╭─ SUPPLIED RECORDS

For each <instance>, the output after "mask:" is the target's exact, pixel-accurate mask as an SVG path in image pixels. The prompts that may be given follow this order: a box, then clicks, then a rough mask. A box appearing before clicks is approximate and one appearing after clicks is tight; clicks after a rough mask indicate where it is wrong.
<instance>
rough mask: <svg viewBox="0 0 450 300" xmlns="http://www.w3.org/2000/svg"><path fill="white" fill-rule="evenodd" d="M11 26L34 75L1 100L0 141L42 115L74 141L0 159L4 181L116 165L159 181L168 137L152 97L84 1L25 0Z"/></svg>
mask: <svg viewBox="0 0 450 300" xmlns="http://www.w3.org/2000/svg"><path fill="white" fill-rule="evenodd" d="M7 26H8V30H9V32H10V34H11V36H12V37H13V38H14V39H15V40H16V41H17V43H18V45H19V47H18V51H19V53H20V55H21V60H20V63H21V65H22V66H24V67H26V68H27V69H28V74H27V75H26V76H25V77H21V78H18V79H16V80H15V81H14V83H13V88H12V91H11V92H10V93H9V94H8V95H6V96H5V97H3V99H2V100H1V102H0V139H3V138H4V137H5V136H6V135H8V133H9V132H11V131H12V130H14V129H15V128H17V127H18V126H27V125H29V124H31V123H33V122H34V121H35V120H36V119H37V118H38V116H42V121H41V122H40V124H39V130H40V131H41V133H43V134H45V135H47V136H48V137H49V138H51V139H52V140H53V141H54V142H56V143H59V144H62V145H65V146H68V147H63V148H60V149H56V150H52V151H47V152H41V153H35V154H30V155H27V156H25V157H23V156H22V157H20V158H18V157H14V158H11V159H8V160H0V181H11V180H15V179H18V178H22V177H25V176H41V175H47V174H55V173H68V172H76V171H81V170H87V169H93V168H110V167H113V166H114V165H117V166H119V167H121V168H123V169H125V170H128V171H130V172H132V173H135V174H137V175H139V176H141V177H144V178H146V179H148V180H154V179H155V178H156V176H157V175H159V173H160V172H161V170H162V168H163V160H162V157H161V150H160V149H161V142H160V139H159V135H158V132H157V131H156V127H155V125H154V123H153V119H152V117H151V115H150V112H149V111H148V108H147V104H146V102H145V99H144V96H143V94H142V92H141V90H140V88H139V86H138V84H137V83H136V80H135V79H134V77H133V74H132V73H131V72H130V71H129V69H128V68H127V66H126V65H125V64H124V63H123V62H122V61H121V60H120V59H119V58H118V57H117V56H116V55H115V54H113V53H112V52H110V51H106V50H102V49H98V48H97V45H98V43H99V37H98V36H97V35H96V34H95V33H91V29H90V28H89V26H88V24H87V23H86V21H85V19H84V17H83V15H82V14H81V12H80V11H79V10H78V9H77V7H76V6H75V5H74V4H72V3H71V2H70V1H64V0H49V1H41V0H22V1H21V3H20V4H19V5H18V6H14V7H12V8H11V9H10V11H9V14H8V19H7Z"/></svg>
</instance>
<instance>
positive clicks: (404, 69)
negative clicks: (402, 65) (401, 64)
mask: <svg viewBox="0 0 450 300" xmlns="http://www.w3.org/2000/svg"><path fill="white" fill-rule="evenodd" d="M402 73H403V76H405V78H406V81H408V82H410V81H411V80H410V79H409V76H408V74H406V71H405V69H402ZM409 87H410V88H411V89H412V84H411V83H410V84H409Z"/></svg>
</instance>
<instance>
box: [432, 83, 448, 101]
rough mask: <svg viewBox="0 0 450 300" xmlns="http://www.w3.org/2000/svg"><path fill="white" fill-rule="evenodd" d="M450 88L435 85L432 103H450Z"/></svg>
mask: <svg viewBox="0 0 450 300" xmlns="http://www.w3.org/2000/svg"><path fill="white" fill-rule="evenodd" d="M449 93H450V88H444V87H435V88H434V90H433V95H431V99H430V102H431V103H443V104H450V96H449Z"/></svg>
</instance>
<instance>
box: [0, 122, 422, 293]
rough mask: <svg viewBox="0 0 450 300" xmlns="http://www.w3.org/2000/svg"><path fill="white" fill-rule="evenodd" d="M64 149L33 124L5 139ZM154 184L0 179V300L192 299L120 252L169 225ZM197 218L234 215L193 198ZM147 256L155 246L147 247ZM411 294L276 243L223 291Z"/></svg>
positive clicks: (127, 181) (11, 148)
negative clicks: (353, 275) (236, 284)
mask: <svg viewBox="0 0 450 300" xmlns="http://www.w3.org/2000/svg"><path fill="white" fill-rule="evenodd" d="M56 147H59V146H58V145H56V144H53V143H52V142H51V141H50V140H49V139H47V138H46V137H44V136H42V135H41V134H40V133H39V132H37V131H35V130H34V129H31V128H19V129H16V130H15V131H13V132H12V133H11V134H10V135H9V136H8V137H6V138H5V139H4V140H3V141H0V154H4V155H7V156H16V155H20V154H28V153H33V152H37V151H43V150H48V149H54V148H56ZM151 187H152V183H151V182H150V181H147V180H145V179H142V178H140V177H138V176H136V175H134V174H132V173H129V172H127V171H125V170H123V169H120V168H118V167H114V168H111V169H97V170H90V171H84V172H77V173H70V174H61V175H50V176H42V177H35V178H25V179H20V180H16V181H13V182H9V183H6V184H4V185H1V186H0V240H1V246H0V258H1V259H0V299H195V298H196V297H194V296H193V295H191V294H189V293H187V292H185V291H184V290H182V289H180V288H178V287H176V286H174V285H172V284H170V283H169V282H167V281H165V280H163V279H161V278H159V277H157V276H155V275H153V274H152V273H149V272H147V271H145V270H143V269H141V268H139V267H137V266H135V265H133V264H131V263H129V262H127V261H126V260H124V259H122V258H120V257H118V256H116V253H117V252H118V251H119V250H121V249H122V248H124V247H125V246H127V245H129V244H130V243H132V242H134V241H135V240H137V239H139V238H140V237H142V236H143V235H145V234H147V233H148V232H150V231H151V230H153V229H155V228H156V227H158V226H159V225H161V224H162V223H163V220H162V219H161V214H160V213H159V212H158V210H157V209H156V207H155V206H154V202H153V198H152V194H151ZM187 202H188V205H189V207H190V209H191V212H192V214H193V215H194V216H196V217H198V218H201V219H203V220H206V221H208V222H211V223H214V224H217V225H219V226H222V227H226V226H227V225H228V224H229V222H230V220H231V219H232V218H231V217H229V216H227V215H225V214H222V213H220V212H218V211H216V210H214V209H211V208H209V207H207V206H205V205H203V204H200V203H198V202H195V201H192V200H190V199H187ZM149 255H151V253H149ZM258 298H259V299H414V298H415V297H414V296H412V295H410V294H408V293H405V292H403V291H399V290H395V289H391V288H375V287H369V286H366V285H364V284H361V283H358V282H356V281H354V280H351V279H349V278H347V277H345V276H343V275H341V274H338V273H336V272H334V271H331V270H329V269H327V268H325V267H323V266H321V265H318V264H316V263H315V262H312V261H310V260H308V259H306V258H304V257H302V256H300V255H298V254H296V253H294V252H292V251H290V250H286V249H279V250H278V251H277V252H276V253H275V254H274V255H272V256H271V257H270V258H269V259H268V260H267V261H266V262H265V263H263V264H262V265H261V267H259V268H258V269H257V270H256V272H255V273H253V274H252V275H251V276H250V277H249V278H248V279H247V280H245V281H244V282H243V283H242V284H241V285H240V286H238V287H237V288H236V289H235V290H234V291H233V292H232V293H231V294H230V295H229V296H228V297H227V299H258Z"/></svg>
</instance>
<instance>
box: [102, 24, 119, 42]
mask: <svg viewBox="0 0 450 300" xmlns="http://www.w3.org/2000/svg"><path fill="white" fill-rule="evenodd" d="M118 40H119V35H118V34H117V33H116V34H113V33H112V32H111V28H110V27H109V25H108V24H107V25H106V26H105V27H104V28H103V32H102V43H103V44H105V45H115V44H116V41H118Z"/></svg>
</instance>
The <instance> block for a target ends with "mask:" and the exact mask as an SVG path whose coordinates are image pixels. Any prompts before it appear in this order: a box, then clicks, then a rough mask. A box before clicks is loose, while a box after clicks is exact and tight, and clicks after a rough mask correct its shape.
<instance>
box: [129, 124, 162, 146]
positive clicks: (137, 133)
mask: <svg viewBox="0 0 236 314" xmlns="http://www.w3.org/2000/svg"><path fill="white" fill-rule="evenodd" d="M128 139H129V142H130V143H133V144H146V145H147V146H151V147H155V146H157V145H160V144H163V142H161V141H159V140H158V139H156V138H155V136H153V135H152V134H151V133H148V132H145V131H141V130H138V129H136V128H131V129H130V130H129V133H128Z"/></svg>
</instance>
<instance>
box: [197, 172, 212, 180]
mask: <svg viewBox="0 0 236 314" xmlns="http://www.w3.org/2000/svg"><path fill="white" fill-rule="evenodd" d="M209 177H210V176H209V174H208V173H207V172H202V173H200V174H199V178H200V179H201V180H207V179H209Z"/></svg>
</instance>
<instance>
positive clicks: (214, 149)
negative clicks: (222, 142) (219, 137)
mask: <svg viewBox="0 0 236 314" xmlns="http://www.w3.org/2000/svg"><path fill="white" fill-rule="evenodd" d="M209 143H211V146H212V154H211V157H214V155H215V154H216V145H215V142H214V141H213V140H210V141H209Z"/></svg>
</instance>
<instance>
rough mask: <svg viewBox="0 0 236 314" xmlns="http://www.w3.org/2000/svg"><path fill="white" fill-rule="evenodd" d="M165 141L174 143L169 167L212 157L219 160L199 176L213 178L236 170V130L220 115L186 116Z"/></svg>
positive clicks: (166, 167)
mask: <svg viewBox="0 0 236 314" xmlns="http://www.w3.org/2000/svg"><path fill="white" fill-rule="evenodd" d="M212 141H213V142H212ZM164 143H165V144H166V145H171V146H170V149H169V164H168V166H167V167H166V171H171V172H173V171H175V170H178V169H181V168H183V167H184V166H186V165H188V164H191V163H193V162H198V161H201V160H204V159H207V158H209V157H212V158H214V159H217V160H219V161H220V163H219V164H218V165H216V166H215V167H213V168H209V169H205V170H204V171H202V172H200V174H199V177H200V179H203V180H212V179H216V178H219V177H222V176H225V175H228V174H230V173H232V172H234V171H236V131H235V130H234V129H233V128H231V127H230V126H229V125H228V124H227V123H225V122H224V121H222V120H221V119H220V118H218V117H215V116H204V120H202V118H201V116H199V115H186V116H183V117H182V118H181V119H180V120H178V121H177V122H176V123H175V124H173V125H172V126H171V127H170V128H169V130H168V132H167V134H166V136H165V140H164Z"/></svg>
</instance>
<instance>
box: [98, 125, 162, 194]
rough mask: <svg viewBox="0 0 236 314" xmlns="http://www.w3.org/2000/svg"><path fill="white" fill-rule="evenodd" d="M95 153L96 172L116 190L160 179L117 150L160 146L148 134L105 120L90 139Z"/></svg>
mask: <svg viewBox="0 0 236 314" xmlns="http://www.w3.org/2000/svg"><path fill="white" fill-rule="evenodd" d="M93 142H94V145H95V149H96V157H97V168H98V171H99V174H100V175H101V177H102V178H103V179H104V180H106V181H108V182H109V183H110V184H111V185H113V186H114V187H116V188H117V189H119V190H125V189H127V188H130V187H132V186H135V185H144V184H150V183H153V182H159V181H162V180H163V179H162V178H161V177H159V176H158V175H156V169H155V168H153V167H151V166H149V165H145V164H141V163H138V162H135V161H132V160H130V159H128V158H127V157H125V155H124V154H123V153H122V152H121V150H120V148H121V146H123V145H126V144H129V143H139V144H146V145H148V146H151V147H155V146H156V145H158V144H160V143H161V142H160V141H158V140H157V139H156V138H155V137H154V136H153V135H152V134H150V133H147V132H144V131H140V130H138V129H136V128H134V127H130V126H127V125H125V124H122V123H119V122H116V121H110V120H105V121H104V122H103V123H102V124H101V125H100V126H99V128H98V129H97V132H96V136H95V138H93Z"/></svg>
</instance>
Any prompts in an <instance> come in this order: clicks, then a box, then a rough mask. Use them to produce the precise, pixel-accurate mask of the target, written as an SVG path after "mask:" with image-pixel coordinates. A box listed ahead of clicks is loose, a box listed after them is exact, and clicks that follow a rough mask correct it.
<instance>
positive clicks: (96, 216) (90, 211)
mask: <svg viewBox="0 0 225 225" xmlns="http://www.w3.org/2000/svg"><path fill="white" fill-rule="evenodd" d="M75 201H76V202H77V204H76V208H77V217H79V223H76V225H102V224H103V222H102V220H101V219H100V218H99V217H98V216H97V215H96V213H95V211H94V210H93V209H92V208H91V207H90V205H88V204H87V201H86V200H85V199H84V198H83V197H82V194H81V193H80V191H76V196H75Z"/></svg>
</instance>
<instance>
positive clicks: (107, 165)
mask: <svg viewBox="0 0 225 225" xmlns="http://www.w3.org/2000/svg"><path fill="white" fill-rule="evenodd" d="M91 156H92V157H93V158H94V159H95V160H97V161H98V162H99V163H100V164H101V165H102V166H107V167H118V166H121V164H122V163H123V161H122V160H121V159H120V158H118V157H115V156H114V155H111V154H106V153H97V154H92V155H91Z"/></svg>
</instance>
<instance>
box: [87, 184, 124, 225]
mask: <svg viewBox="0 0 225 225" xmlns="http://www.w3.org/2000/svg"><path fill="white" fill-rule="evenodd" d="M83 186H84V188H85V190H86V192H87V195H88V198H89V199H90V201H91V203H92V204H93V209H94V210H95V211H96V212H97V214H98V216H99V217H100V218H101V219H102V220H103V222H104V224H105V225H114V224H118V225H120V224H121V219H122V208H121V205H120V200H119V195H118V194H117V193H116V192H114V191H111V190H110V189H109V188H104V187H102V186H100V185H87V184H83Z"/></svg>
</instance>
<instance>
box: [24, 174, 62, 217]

╰─

§ REQUIREMENT:
Reproduce the records word for word, from their first line through the line containing "26L34 75L1 100L0", with that line included.

§ PROBLEM SOLUTION:
For each <instance>, the output after "mask:" is the target's exact, pixel-accurate mask as an SVG path in image pixels. The prompts that may be given follow this order: a box, then clicks, then a rough mask. A box appearing before clicks is approximate and one appearing after clicks is tight; clicks after a rough mask indicate where it is wrong.
<instance>
rough mask: <svg viewBox="0 0 450 300" xmlns="http://www.w3.org/2000/svg"><path fill="white" fill-rule="evenodd" d="M11 26L34 75L1 100L0 141L42 115L74 141L0 159L4 181L116 165L159 181L168 137L152 97L84 1L25 0Z"/></svg>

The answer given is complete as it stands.